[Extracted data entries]
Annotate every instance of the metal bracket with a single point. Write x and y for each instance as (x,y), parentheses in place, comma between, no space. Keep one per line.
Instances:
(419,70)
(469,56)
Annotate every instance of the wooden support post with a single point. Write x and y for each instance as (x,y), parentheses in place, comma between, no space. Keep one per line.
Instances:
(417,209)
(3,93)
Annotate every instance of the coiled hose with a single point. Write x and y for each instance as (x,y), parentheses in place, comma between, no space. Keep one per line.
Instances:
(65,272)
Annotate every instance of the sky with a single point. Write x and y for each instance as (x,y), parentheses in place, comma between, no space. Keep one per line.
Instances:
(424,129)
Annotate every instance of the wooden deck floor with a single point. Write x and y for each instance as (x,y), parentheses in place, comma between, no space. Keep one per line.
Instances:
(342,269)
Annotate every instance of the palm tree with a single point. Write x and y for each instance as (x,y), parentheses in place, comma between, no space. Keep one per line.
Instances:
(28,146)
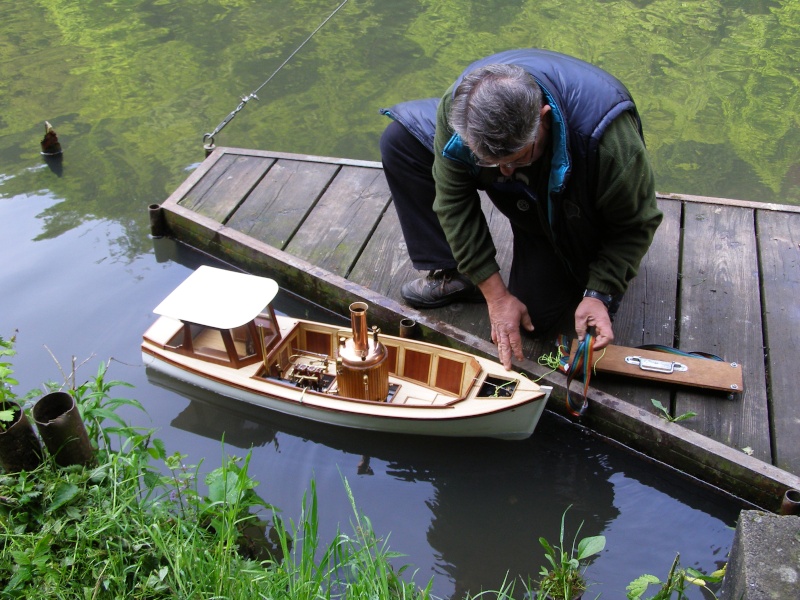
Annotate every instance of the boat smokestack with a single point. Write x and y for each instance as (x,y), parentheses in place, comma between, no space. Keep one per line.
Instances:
(358,320)
(363,371)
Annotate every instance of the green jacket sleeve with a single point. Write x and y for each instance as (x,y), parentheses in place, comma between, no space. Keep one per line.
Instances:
(626,203)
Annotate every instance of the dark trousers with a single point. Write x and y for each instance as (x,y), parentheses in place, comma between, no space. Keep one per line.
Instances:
(538,276)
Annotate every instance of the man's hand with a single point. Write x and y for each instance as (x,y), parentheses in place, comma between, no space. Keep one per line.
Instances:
(506,314)
(591,312)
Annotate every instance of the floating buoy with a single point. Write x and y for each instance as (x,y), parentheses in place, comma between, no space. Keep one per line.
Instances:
(50,144)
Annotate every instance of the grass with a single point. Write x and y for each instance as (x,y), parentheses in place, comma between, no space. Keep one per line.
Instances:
(137,525)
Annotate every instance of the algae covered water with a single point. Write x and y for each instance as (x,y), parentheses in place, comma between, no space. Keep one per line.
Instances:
(131,87)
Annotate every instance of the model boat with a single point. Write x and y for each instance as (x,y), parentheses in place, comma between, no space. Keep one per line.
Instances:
(219,331)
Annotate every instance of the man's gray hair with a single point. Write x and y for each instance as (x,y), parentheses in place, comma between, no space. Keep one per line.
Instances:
(496,110)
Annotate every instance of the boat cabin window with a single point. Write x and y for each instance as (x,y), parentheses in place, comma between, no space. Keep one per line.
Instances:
(208,342)
(238,346)
(268,329)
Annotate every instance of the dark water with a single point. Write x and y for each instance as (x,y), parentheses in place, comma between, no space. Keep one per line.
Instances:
(132,86)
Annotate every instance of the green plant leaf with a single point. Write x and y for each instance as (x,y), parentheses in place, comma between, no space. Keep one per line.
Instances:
(64,493)
(661,407)
(684,416)
(638,586)
(590,546)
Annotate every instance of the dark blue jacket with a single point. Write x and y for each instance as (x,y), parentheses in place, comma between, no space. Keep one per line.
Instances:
(584,100)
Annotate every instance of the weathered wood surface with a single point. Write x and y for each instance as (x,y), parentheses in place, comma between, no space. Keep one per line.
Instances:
(722,276)
(779,243)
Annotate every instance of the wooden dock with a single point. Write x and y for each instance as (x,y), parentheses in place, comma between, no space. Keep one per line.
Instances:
(722,276)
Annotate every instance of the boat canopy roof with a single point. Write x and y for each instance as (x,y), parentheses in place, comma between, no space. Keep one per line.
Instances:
(217,298)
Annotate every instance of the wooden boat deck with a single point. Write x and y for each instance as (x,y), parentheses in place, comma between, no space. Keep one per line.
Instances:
(722,276)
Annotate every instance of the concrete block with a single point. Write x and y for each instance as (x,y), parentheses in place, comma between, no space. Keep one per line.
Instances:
(764,562)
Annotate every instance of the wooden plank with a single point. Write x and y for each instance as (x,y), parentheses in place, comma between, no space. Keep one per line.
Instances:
(720,313)
(779,243)
(700,372)
(281,201)
(647,313)
(384,266)
(225,185)
(340,226)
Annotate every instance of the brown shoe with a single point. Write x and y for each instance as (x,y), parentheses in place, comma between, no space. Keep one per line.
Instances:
(440,288)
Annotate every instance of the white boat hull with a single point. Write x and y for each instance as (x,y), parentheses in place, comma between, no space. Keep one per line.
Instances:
(512,423)
(218,331)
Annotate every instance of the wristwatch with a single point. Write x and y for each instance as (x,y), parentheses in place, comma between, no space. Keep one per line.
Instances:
(604,298)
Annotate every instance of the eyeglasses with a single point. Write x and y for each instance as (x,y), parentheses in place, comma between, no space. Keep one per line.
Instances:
(515,164)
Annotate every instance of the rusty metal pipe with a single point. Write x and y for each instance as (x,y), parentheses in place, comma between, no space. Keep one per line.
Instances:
(358,320)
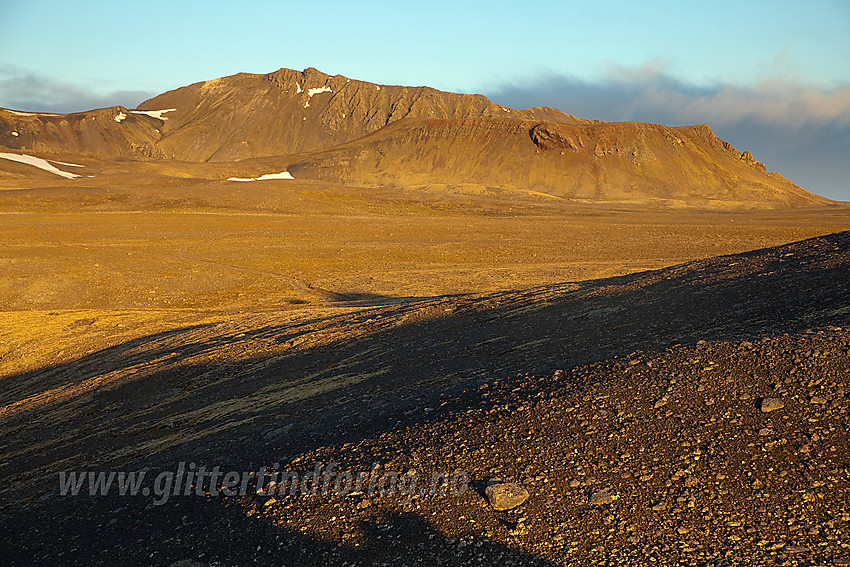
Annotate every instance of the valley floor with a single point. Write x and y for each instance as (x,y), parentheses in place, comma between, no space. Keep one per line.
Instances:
(579,350)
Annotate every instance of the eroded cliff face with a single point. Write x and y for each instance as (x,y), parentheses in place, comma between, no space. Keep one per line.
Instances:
(108,132)
(335,128)
(632,162)
(289,111)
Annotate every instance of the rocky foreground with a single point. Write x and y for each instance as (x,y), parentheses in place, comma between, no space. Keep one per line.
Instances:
(722,437)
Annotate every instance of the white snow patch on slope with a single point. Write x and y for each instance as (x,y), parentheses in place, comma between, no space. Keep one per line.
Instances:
(32,113)
(281,175)
(63,163)
(158,114)
(39,163)
(325,89)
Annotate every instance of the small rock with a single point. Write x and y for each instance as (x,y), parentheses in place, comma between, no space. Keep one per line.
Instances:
(771,404)
(506,495)
(599,498)
(796,549)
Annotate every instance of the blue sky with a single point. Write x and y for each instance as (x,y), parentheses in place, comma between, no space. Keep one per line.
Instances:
(772,76)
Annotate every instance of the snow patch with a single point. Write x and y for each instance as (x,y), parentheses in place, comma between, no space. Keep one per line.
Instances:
(325,89)
(39,163)
(32,113)
(281,175)
(63,163)
(158,114)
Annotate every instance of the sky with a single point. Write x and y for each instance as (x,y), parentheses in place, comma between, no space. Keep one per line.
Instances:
(769,76)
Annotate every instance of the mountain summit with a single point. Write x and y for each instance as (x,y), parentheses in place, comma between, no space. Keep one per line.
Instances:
(289,111)
(333,128)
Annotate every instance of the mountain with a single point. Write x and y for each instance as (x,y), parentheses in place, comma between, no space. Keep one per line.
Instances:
(319,126)
(288,111)
(600,161)
(112,132)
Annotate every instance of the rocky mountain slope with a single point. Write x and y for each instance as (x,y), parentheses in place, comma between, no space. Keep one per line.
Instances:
(596,162)
(694,414)
(355,132)
(289,111)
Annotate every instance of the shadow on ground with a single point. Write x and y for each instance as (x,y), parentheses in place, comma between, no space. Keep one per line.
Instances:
(276,390)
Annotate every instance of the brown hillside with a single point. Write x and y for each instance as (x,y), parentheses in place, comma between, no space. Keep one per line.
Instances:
(289,111)
(632,162)
(108,132)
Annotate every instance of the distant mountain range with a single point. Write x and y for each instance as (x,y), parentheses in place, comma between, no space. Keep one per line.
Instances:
(318,126)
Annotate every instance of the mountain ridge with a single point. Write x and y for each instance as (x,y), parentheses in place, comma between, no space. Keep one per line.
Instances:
(330,127)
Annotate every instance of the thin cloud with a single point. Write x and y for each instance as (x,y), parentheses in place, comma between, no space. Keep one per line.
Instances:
(801,130)
(21,89)
(649,93)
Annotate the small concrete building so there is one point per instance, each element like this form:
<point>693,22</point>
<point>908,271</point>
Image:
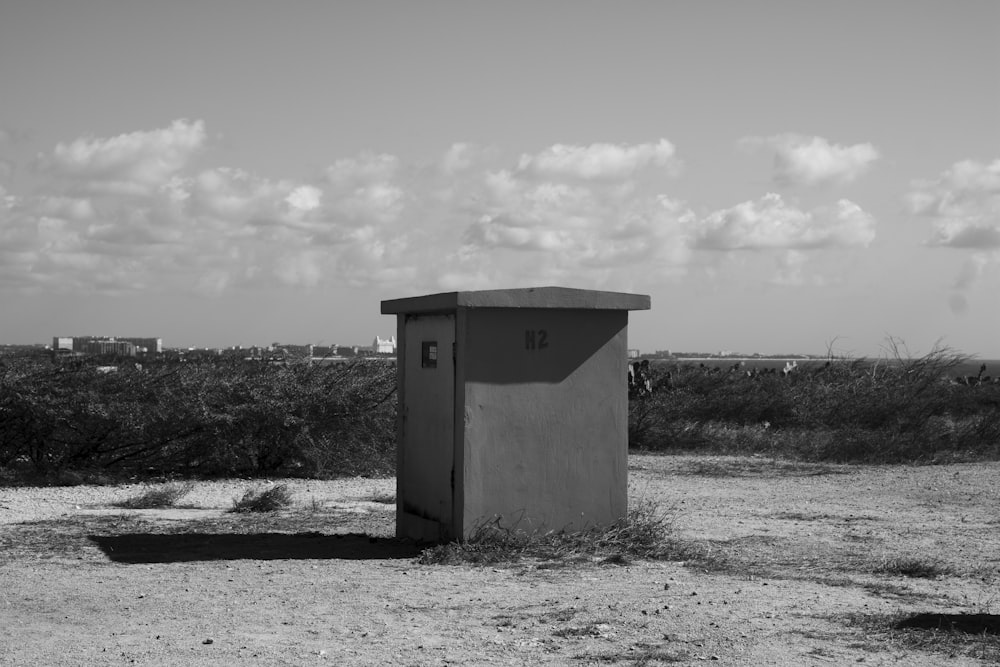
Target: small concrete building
<point>513,409</point>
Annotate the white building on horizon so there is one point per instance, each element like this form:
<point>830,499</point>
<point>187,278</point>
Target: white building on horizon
<point>384,345</point>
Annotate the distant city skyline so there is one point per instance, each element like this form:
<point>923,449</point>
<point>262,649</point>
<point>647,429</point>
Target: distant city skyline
<point>779,176</point>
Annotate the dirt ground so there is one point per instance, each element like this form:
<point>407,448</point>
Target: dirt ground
<point>799,565</point>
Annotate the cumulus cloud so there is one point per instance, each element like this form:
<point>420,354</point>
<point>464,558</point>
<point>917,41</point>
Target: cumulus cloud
<point>771,223</point>
<point>137,211</point>
<point>599,161</point>
<point>129,163</point>
<point>801,160</point>
<point>962,203</point>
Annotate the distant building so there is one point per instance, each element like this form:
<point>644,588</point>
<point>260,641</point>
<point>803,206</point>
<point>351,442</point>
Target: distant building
<point>107,345</point>
<point>384,345</point>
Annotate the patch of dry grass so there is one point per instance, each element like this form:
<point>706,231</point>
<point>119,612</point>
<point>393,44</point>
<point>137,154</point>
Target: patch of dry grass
<point>158,497</point>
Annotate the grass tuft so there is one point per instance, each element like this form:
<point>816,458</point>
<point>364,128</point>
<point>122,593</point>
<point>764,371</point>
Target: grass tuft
<point>158,497</point>
<point>915,567</point>
<point>271,499</point>
<point>969,635</point>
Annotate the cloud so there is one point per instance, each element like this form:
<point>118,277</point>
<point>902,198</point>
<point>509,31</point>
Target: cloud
<point>599,161</point>
<point>801,160</point>
<point>771,223</point>
<point>139,212</point>
<point>963,204</point>
<point>131,163</point>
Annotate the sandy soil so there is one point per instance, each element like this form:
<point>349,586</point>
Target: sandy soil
<point>794,556</point>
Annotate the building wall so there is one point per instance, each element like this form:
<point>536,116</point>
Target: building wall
<point>425,457</point>
<point>545,412</point>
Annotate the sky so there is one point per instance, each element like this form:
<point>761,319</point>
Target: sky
<point>779,176</point>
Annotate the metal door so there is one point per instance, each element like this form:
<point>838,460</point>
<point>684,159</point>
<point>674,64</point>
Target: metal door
<point>428,434</point>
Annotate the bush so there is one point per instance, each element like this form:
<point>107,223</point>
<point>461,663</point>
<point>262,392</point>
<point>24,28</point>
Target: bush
<point>198,418</point>
<point>894,409</point>
<point>270,499</point>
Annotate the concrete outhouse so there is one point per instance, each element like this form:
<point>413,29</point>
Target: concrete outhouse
<point>513,408</point>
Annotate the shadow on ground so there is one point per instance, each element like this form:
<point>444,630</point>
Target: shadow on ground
<point>186,547</point>
<point>973,624</point>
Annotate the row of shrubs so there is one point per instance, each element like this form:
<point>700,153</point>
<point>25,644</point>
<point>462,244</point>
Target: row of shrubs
<point>207,418</point>
<point>223,418</point>
<point>891,410</point>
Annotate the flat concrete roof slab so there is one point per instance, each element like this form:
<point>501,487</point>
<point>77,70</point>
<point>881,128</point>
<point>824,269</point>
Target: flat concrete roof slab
<point>527,297</point>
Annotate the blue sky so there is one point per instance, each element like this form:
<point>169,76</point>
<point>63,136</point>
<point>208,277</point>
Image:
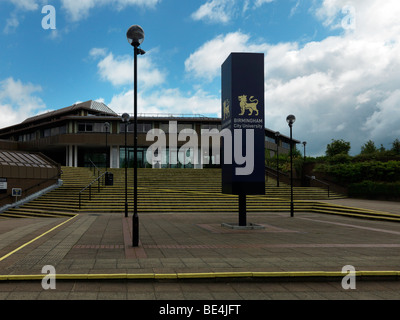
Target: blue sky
<point>334,64</point>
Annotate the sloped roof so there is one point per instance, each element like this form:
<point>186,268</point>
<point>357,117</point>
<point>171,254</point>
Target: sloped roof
<point>20,158</point>
<point>94,106</point>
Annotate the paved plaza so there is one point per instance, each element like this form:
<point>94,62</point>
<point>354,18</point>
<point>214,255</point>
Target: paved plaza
<point>191,256</point>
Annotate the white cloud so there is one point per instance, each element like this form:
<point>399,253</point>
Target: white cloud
<point>171,101</point>
<point>21,6</point>
<point>26,5</point>
<point>119,70</point>
<point>11,24</point>
<point>216,11</point>
<point>207,60</point>
<point>259,3</point>
<point>18,101</point>
<point>342,87</point>
<point>78,9</point>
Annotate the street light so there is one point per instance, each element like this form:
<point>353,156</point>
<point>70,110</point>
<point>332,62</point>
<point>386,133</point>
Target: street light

• [Set exercise]
Format the lines from the one containing "Annotate the sky" through the one containing "<point>428,434</point>" as a numbered list, both ends included and blank lines omitted.

• [Full response]
1. Annotate the sky so there is one point per instance, each element like this form:
2. <point>761,319</point>
3. Target: sky
4. <point>779,176</point>
5. Annotate the metal door so there is one point per instance, each element like this form:
6. <point>838,460</point>
7. <point>684,159</point>
8. <point>674,64</point>
9. Target: metal door
10. <point>428,434</point>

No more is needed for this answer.